### WHAT TO DO
Please reproduce the lines below verbatim, leaving the pictures out of your copy.

### EXERCISE INPUT
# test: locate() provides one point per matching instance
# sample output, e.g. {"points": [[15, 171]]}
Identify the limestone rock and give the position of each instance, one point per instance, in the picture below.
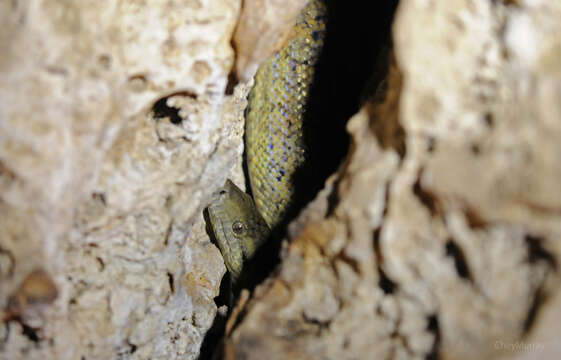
{"points": [[114, 131]]}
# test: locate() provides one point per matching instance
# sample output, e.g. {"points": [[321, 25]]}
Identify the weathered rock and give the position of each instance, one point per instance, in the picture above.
{"points": [[438, 236], [114, 131], [443, 240]]}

### WRITTEN REPLY
# test: locate() provides one point per matching instance
# sample output, e.g. {"points": [[15, 171]]}
Identify the limestone rock and give the position of each instance, one point per instance, in the picture below.
{"points": [[114, 131]]}
# test: locate() provides one point per matching instance
# sample output, e.g. {"points": [[321, 25]]}
Identify the weathered rock and give the position of each instance, one point per instance, in the picture above.
{"points": [[438, 236], [114, 131], [443, 240]]}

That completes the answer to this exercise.